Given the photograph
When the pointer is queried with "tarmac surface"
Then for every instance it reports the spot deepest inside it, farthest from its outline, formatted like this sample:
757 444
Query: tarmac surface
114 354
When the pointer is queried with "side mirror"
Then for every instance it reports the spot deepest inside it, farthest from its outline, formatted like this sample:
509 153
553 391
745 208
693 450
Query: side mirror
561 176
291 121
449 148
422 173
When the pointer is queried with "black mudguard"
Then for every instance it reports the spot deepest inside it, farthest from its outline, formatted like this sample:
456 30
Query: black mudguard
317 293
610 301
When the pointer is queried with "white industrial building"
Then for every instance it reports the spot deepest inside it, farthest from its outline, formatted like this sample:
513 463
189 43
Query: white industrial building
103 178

------------------------

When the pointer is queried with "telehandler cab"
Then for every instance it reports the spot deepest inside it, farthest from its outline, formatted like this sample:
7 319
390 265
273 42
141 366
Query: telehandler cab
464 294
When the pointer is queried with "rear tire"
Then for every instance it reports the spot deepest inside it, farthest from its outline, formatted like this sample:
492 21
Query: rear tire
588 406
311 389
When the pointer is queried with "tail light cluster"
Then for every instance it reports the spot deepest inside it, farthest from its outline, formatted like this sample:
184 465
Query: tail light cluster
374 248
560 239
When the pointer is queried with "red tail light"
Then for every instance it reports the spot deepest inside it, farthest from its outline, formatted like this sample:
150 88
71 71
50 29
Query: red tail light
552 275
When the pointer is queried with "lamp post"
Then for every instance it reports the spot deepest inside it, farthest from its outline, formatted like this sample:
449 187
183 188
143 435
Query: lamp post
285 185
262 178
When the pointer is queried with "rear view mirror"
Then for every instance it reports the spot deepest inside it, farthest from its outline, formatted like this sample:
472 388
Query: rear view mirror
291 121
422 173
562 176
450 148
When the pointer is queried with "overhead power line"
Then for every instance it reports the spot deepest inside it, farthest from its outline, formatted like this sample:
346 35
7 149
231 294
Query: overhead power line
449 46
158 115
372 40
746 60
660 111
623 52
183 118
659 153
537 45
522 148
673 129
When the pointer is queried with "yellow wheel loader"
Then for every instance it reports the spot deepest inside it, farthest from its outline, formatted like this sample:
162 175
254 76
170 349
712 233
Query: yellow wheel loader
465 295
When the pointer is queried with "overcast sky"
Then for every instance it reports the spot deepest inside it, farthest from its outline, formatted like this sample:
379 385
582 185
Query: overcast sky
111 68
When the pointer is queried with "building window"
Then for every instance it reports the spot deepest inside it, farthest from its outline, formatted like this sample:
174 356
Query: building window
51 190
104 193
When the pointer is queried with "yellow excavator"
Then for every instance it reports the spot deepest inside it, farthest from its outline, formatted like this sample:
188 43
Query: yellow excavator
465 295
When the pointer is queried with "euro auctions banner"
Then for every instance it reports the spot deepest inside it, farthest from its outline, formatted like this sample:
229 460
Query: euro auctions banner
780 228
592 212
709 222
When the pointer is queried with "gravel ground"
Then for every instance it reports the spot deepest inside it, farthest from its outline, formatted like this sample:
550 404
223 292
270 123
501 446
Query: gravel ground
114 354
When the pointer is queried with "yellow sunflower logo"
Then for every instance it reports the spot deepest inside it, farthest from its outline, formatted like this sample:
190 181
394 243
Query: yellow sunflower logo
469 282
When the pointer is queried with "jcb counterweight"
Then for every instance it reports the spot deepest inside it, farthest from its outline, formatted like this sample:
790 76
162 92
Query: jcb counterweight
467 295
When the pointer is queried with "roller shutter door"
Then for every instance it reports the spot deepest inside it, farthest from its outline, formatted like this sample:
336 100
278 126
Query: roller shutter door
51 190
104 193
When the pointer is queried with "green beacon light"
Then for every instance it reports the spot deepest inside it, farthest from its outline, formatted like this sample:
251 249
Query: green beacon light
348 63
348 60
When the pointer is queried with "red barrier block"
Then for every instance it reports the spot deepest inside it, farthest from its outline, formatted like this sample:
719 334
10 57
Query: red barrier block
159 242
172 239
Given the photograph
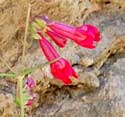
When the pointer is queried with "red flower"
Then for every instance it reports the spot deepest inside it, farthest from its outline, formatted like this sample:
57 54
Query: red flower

------------------------

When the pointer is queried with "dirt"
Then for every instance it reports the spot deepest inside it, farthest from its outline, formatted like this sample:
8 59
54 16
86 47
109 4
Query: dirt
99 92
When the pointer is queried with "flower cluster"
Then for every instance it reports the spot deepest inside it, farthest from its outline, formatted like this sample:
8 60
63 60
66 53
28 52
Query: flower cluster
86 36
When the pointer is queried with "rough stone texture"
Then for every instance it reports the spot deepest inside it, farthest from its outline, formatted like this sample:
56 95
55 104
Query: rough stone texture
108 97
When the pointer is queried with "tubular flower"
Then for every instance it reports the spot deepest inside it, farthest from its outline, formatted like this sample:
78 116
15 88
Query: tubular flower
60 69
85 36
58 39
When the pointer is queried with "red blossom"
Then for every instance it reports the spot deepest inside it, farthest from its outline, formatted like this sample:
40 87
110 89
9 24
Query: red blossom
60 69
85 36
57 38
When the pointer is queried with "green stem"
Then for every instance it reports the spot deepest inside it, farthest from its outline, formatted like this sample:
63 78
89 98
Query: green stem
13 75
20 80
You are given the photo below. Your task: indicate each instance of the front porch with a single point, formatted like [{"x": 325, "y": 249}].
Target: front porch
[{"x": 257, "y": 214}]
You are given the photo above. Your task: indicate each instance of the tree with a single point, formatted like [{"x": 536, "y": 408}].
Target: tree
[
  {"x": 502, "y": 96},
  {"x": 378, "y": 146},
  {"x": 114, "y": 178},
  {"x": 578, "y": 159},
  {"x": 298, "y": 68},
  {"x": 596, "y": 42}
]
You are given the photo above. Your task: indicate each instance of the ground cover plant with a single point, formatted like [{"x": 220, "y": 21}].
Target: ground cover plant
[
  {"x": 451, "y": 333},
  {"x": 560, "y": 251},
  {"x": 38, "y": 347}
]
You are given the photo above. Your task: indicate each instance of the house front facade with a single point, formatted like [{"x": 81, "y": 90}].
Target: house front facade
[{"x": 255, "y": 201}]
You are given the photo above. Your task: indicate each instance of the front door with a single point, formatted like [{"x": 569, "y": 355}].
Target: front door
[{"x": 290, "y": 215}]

------------------------

GIVEN REQUEST:
Report how many lines of the material contain the string "barrier", with case counting, and give only the number.

SOLUTION BELOW:
2